Job:
Write out the records word for word, with no pictures.

Record set:
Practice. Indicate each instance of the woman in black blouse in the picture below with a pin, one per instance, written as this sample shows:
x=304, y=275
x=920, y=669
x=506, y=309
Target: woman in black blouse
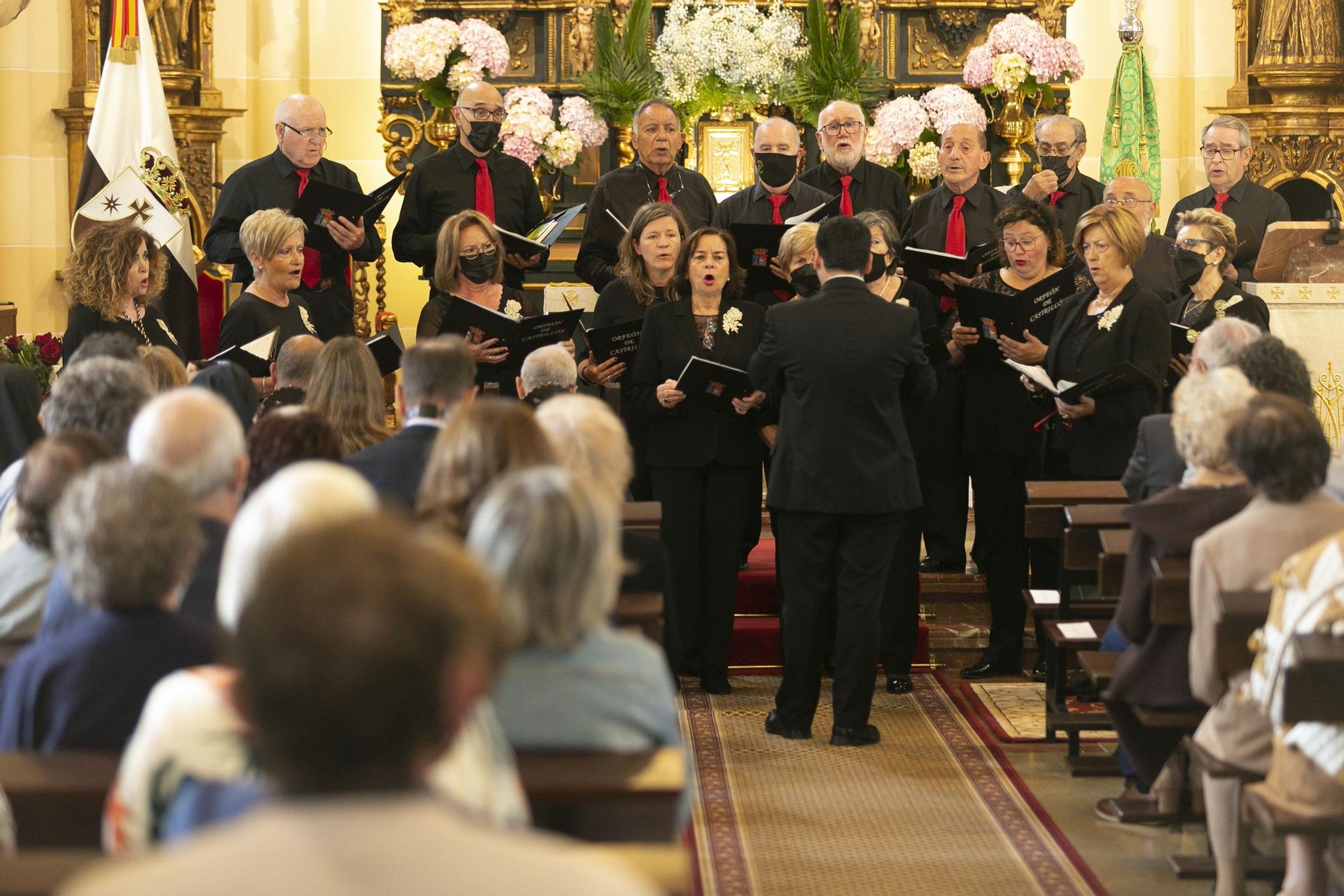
x=1001, y=445
x=706, y=467
x=110, y=281
x=648, y=256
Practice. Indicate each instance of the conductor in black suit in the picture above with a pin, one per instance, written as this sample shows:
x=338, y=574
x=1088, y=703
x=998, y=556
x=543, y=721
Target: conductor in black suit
x=439, y=377
x=841, y=365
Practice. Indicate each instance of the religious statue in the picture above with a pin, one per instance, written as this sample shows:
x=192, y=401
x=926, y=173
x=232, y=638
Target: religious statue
x=1300, y=33
x=170, y=22
x=581, y=38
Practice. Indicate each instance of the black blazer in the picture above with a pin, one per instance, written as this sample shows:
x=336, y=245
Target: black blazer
x=845, y=363
x=396, y=467
x=686, y=437
x=1101, y=444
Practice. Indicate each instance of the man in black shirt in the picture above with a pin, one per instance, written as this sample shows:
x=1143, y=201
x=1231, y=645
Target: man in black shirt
x=471, y=174
x=778, y=194
x=1061, y=143
x=841, y=136
x=275, y=182
x=1226, y=147
x=654, y=177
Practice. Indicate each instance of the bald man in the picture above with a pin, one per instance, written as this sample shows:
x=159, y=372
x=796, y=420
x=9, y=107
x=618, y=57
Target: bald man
x=276, y=182
x=1157, y=271
x=470, y=175
x=776, y=195
x=845, y=173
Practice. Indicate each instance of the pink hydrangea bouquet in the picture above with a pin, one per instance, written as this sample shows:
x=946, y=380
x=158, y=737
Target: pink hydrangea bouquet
x=532, y=135
x=446, y=56
x=1019, y=54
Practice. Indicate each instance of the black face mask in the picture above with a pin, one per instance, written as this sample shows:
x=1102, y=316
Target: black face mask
x=479, y=269
x=485, y=135
x=1190, y=267
x=776, y=170
x=878, y=269
x=806, y=281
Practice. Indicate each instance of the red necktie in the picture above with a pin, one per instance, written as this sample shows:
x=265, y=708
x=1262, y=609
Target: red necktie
x=485, y=191
x=312, y=259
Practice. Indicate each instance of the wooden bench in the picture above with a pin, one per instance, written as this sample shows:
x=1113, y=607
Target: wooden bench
x=58, y=797
x=605, y=797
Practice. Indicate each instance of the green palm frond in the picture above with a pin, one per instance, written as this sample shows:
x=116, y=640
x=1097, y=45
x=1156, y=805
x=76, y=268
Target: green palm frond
x=833, y=69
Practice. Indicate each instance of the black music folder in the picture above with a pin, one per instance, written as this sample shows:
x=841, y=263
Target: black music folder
x=710, y=386
x=323, y=202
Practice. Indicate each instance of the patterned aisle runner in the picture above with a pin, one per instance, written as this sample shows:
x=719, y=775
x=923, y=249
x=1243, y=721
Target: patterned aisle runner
x=933, y=809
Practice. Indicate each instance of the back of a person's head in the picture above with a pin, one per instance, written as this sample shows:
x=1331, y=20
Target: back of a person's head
x=437, y=371
x=1224, y=339
x=554, y=551
x=101, y=396
x=549, y=366
x=48, y=471
x=479, y=444
x=1273, y=367
x=284, y=437
x=589, y=441
x=1204, y=409
x=124, y=537
x=1279, y=444
x=295, y=361
x=194, y=439
x=358, y=674
x=843, y=245
x=299, y=499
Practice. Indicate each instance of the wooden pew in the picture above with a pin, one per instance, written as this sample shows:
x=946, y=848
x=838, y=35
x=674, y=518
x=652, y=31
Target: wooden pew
x=58, y=797
x=605, y=797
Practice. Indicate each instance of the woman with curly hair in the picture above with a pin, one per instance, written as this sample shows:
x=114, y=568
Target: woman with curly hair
x=110, y=281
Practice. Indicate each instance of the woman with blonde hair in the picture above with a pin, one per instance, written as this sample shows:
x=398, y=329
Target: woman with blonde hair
x=111, y=280
x=347, y=392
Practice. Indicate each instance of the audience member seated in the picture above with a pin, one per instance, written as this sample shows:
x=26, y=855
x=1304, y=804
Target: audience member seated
x=287, y=437
x=439, y=377
x=126, y=541
x=1154, y=671
x=196, y=441
x=190, y=765
x=482, y=443
x=355, y=675
x=1157, y=465
x=347, y=392
x=290, y=373
x=573, y=683
x=1280, y=447
x=28, y=566
x=548, y=371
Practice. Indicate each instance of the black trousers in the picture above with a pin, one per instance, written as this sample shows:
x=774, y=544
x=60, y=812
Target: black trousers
x=851, y=557
x=705, y=511
x=901, y=600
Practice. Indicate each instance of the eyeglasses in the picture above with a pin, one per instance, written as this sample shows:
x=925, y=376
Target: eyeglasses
x=847, y=127
x=482, y=114
x=311, y=135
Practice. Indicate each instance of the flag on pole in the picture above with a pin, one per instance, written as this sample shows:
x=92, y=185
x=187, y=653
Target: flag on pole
x=131, y=166
x=1131, y=144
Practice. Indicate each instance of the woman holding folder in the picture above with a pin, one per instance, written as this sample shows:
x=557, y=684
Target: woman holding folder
x=705, y=464
x=1001, y=447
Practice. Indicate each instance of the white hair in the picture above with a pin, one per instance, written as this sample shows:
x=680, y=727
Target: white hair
x=303, y=496
x=193, y=437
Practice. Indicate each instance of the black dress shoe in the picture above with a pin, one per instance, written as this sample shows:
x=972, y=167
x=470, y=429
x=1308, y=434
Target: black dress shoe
x=775, y=726
x=900, y=684
x=861, y=737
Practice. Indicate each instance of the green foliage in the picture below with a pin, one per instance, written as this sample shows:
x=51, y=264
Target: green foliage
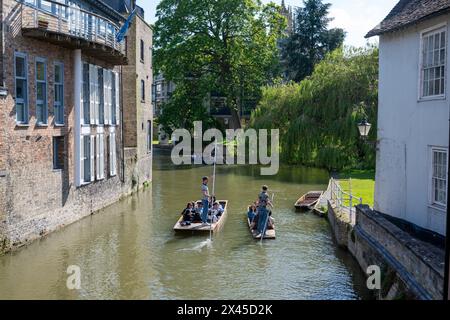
x=311, y=40
x=318, y=117
x=223, y=46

Task response:
Practice. Indicate each instance of the woman in black blouse in the picture below with a pin, one per instance, written as this sample shows:
x=304, y=275
x=920, y=669
x=506, y=309
Target: woman in black blouse
x=1001, y=445
x=706, y=467
x=110, y=281
x=648, y=256
Practice. Indicate each instance of the conductor in black suit in the picture above with a pin, one per instance, written as this sample shows:
x=338, y=574
x=1088, y=703
x=998, y=556
x=543, y=721
Target: conductor in black suit
x=439, y=377
x=841, y=365
Practice. Indicate each instance of the religious statue in the picture above with a pin, one per instance, written as this sample shows:
x=192, y=401
x=926, y=173
x=232, y=638
Target: religious statue
x=1300, y=33
x=170, y=22
x=581, y=38
Practice. Indicate each instance of the black blazer in the picture above with a pin, one per instance, written as this sample shows:
x=336, y=245
Target: black blazer
x=845, y=363
x=396, y=467
x=686, y=437
x=1101, y=444
Practice. Indicate each instance of the man in black shirt in the picture above with a pin, one per instance, written as this sample shows:
x=1143, y=201
x=1231, y=645
Target: man in black shirt
x=471, y=174
x=778, y=194
x=1061, y=143
x=841, y=136
x=275, y=182
x=1226, y=147
x=654, y=177
Practice. Indicate each instance of the bald man in the picture above with a pin, one per instance, written as this sample shows:
x=159, y=372
x=796, y=420
x=9, y=107
x=618, y=57
Target: bald man
x=276, y=182
x=1157, y=271
x=470, y=175
x=776, y=195
x=845, y=173
Practice. Indicate each instance of the pink hydrangea bouquet in the picture above with a pin, one per instance, written as this sample shows:
x=946, y=380
x=158, y=737
Target: pink hydrangea bouquet
x=532, y=135
x=446, y=56
x=1019, y=54
Practice. Indicate each instance of the black face mask in the picture above with a pin, one per instance, written as this sample shows:
x=1102, y=316
Target: black face mask
x=479, y=269
x=485, y=135
x=1190, y=267
x=776, y=170
x=878, y=269
x=806, y=281
Practice. Indicate each instance of the red necktie in the picture above with a pin, one per instance, written as this sample shows:
x=265, y=708
x=1262, y=609
Target: red necktie
x=485, y=191
x=312, y=259
Practice. Indicate each instance of the wooden bench in the picture above with a pin, one per instance, written as this sample shows:
x=1113, y=607
Target: wooden bench
x=58, y=797
x=605, y=797
Practice. Indicate each instance of the green palm frond in the picture above with a pin, one per instance, written as this sample shows:
x=116, y=640
x=1097, y=45
x=1156, y=805
x=76, y=268
Target: green palm frond
x=833, y=69
Practice. Indicate each instance of the black music folder in the picture above with a pin, one per instance, written as this sample shows:
x=841, y=263
Target: black music folder
x=710, y=386
x=323, y=202
Practice. Indicate each instance of the patterned aisle runner in the picture above with a pin, one per instance, written as this sample shows:
x=719, y=775
x=923, y=249
x=1243, y=721
Target: patterned aisle runner
x=933, y=809
Practice. Indicate each instance of the back of a person's head in the picture above with a pin, one per instance, written as this sample shows:
x=1331, y=20
Target: back of a person's head
x=437, y=371
x=1224, y=339
x=554, y=551
x=101, y=396
x=549, y=366
x=48, y=471
x=479, y=444
x=1273, y=367
x=284, y=437
x=589, y=441
x=1204, y=409
x=124, y=537
x=1279, y=444
x=295, y=361
x=194, y=439
x=358, y=674
x=843, y=245
x=299, y=499
Practice. Indicate each instance of the wooden pew in the picture above with a pin, one per instance, written as this sample shows:
x=946, y=848
x=838, y=35
x=674, y=518
x=652, y=31
Target: wooden pew
x=58, y=797
x=605, y=797
Practice. Indicate each instance of the woman with curly hair in the picture above with a pin, one per instance, written as this sample shows:
x=114, y=568
Target: woman with curly hair
x=110, y=281
Practice. Indicate each instance of the woman with blonde hair in the picture above with a pin, one per instance, written as this sample shows:
x=398, y=329
Target: woman with blonde hair
x=111, y=280
x=347, y=392
Practice. Indicate each instance of the audience member seated in the picture above with a pin, one per instance, written as this sample shows:
x=26, y=855
x=1304, y=804
Target: audience member seated
x=287, y=437
x=439, y=377
x=126, y=541
x=1154, y=671
x=196, y=441
x=190, y=765
x=482, y=443
x=355, y=675
x=1157, y=465
x=347, y=392
x=290, y=373
x=573, y=683
x=1280, y=447
x=28, y=566
x=548, y=371
Practice. Indicate each instance of the black trousers in the picture above with a pin, one per instance, written as this sample shows:
x=774, y=544
x=60, y=812
Target: black trousers
x=851, y=557
x=705, y=511
x=901, y=600
Practice. Indicate each instance of the eyeglasses in the picture above with a pin, one per instance, written as this sample shows:
x=925, y=376
Target: eyeglasses
x=847, y=127
x=482, y=114
x=311, y=135
Practice. Indicate each instance of the flag on pole in the picture above with a pin, one per instance, written as this sample shows:
x=92, y=185
x=187, y=653
Target: flag on pole
x=131, y=166
x=1131, y=144
Practice. Indicate each instance of the woman holding folder in the picture above with a pin, one per instance, written as this sample shows:
x=557, y=684
Target: woman holding folder
x=705, y=464
x=1001, y=447
Practice. Indicate each instance of the white hair in the picture above with a pin, one per instance, written as this sample shows:
x=680, y=727
Target: white hair
x=303, y=496
x=193, y=437
Practice. Indicate each instance of the black dress shoe in the picture above with a pin, one per instance, written as this sample shows:
x=972, y=167
x=470, y=429
x=1308, y=434
Target: black dress shoe
x=775, y=726
x=900, y=684
x=861, y=737
Practice. Indicate each instance of the green foliage in the picture below with a pin, one per instance, written as this sample shows:
x=51, y=264
Target: green foliage
x=311, y=40
x=318, y=117
x=223, y=46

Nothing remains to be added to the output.